[Collection entries]
------------------------------
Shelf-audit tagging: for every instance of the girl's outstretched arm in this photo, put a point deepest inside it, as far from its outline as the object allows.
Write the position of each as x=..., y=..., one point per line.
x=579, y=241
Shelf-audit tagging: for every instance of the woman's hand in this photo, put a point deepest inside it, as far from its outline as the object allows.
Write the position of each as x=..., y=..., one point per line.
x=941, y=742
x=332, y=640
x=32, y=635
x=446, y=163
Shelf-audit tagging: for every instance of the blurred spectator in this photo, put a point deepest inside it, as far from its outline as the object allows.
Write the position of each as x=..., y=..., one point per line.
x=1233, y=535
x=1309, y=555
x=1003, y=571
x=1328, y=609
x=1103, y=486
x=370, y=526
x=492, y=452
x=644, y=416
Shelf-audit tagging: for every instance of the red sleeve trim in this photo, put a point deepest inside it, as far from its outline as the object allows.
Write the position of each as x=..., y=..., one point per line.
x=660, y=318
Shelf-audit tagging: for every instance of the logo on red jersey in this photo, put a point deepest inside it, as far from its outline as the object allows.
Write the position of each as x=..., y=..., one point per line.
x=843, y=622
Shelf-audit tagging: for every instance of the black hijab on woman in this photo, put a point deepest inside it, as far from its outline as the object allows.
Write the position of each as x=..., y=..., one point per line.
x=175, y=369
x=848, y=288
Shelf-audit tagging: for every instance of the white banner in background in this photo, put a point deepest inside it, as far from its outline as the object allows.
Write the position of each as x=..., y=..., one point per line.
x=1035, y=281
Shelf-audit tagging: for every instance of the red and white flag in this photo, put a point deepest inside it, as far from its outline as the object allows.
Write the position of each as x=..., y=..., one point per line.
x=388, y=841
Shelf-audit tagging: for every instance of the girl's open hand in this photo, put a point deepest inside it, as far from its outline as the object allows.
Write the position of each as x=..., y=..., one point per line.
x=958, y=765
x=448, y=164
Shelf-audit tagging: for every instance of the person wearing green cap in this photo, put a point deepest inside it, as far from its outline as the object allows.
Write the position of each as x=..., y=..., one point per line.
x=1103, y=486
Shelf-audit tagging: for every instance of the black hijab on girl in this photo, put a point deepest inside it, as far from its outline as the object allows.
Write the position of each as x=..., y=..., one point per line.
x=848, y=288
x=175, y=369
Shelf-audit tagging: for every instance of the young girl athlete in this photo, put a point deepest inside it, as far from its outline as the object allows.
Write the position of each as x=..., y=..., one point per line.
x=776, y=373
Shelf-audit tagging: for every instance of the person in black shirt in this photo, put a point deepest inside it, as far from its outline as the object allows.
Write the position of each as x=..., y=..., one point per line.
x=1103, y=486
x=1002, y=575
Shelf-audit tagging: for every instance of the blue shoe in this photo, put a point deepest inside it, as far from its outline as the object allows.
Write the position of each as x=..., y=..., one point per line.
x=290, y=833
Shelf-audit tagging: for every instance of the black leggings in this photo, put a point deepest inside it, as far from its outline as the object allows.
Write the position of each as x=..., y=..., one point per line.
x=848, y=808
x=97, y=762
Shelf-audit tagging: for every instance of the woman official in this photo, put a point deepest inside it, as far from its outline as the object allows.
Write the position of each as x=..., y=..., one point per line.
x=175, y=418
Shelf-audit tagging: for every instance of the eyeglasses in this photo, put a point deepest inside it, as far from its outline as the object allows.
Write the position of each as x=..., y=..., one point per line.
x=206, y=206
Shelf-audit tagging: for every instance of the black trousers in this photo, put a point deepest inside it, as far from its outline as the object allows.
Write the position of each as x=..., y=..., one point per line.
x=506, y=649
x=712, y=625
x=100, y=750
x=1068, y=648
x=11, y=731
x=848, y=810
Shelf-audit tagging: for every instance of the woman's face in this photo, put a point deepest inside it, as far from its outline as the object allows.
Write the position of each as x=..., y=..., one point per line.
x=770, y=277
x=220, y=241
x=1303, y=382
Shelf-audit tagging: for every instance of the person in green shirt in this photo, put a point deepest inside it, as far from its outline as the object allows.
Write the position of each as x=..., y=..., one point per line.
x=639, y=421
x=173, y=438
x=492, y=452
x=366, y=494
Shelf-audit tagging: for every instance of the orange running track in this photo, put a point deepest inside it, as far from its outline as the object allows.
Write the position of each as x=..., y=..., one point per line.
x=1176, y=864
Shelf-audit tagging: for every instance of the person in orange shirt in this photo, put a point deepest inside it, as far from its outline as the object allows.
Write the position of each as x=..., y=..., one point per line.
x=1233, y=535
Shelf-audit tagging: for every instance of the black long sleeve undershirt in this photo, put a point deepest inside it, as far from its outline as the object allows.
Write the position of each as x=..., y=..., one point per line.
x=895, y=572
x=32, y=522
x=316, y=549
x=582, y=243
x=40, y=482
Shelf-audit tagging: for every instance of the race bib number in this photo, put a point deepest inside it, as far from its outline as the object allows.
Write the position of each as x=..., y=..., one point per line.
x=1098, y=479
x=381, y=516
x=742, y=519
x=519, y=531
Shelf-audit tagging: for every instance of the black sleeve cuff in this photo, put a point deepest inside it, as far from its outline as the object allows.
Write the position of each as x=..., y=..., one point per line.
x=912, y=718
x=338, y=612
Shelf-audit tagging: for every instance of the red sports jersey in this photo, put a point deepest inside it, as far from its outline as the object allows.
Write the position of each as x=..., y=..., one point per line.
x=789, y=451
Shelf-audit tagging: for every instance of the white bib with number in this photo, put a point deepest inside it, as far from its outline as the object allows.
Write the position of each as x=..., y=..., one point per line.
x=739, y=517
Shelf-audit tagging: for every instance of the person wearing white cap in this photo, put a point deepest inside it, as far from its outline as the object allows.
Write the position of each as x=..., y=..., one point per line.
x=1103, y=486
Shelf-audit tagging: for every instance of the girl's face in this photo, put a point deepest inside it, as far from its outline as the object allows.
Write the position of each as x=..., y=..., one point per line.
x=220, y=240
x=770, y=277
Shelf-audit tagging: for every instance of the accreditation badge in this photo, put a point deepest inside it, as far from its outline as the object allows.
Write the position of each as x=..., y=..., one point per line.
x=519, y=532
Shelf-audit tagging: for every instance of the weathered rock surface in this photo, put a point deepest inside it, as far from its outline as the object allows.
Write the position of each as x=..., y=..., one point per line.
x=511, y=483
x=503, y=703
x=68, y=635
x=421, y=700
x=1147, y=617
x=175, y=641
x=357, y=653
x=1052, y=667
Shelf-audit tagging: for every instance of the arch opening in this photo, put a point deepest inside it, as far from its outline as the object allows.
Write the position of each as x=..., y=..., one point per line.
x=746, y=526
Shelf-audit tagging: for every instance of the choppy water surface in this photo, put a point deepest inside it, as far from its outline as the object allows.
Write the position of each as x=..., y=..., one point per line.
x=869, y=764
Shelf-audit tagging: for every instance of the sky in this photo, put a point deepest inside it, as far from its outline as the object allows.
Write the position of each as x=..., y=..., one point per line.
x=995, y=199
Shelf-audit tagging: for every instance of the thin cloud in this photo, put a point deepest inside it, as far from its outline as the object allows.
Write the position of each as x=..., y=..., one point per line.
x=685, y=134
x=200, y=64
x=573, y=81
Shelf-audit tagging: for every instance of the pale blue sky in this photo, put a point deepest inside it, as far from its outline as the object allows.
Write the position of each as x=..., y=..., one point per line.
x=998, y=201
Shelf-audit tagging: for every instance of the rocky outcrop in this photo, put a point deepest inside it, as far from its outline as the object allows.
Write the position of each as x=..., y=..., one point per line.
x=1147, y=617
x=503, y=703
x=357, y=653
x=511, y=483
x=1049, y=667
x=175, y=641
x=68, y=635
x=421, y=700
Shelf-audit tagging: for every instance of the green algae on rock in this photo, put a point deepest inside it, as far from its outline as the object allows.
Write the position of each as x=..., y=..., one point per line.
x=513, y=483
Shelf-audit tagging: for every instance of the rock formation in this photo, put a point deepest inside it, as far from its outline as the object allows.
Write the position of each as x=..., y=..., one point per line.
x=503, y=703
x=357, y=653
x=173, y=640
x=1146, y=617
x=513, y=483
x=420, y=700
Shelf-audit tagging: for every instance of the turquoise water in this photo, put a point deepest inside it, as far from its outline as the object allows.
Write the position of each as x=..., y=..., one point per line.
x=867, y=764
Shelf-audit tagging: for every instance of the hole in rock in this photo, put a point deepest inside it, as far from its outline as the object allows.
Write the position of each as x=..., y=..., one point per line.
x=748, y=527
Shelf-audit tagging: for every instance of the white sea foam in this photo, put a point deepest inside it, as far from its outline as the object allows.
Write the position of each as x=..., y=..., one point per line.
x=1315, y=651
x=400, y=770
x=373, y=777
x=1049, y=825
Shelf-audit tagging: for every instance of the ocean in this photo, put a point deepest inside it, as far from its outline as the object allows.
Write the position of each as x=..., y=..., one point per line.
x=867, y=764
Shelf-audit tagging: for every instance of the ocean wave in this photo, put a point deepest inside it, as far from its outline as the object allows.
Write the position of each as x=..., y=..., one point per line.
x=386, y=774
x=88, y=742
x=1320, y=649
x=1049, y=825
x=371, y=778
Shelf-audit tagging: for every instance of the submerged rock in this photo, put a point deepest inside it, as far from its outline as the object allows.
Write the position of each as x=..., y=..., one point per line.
------------------------------
WHAT THE TASK REQUIRES:
Can you reproduce the records word for word, beginning at their very first line and ending with the line that contains "x=446, y=163"?

EXERCISE RESPONSE:
Shelf-audit tagging: for every instance of the girl's outstretched arm in this photo, put a point deepest inside it, as far from its outline as the object allows.
Write the position of each as x=..., y=..., one point per line.
x=579, y=241
Shelf-audit tagging: for every instance of the woman's hand in this photo, put a point deepest inside it, as far from its outline as the object allows.
Write the position of each as x=..., y=..., one point per line.
x=941, y=742
x=332, y=640
x=32, y=635
x=446, y=163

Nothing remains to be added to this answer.